Trecho para leitura
Escrevo engajado no espaço de emocionalidade inaugurado pelas multidões argentinas (em evidência planetária desde os dias 19 e 20 de dezembro de 2001), na grande onda de protagonismo antagonista que @s autoconvocad@s, por auto-apresentação, colocaram em movimento: co-produção do comum na figura da singularidade e singularizações na figura do comum, nisso que passa a ser referido como Laboratório Argentina.

 

[Um parêntese: emocionalidade e sensibilidade não cumprem mera função retórica aqui. Acolher a potência da multidão está em correlação com uma ruptura com o enquadramento liberal-burguês-capitalista e seus dispositivos de pensamento e cognição típicos.

Onde lutas ecoam lutas, elas não serão reconhecidas nem valorizadas em sua potência por parte de quem não luta a não ser retoricamente. Trata-se de uma questão de sensibilidade.

Instruções
[A] Devolva a parte do trecho sobre as multidões argentinas que começa nas palavras "Escrevo engajado no" e termina depois de "e cognição típicos.".
[B] Reescreva de forma mais curta o parágrafo do trecho sobre as multidões argentinas iniciado por "Escrevo engajado no espaço", mantendo seus fatos principais.
[C] Por favor, escreva o que vem a seguir no trecho sobre as multidões argentinas, partindo da última frase dele.
As linhas provêm de uma fonte diferente da do trecho.

Linhas exibidas
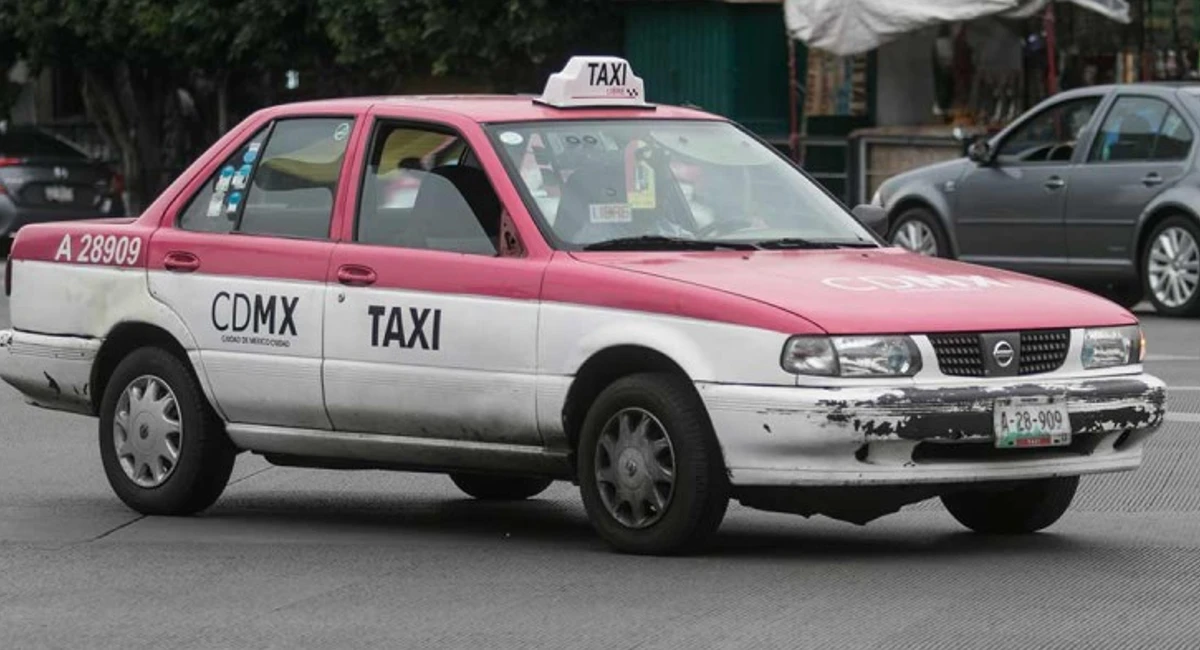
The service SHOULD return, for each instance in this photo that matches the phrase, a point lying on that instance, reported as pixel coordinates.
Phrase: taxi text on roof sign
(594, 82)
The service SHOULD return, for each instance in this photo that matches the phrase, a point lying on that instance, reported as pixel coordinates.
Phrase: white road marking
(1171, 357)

Respostas por tarefa
[A]
Escrevo engajado no espaço de emocionalidade inaugurado pelas multidões argentinas (em evidência planetária desde os dias 19 e 20 de dezembro de 2001), na grande onda de protagonismo antagonista que @s autoconvocad@s, por auto-apresentação, colocaram em movimento: co-produção do comum na figura da singularidade e singularizações na figura do comum, nisso que passa a ser referido como Laboratório Argentina.

 

[Um parêntese: emocionalidade e sensibilidade não cumprem mera função retórica aqui. Acolher a potência da multidão está em correlação com uma ruptura com o enquadramento liberal-burguês-capitalista e seus dispositivos de pensamento e cognição típicos.

[B] Escrevo engajado na emocionalidade aberta pelas multidões argentinas, em evidência mundial desde 19 e 20 de dezembro de 2001, e na onda de protagonismo antagonista posta em movimento pel@s autoconvocad@s: co-produção do comum como singularidade e singularizações como comum, no que se passa a chamar de Laboratório Argentina.

[C]
Onde é necessário produzir novas categorias de luta, de pensamento e de análise, o apego aos paradigmas hegemônicos, por pura preferência, será característica marcante de formas de resistência de quem insiste em não acolher as rupturas com os paradigmas hegemônicos. Trata-se de uma questão de emocionalidade.]

 

 

A título de exemplaridade polêmica, três são as idéias que gostaria de propor e, na medida do possível, ensaiar desenvolvimentos provisórios:

a)    o movimento estudantil brasileiro não existe (assim, poderíamos fazer referências similares ao abordar o movimento sindical e o movimento político);

b)    pelo modo como formação universitária está relacionada com carreira profissional e modo de vida, cada estudante universitári@ em situação, no mais das vezes, cumpre função de “ponta de lança” da privatização;

c)     todo e qualquer programa (objetivação) pautado por delegação de titularidades e representação, está em solidariedade com projetos e práticas conservadoras e reacionárias.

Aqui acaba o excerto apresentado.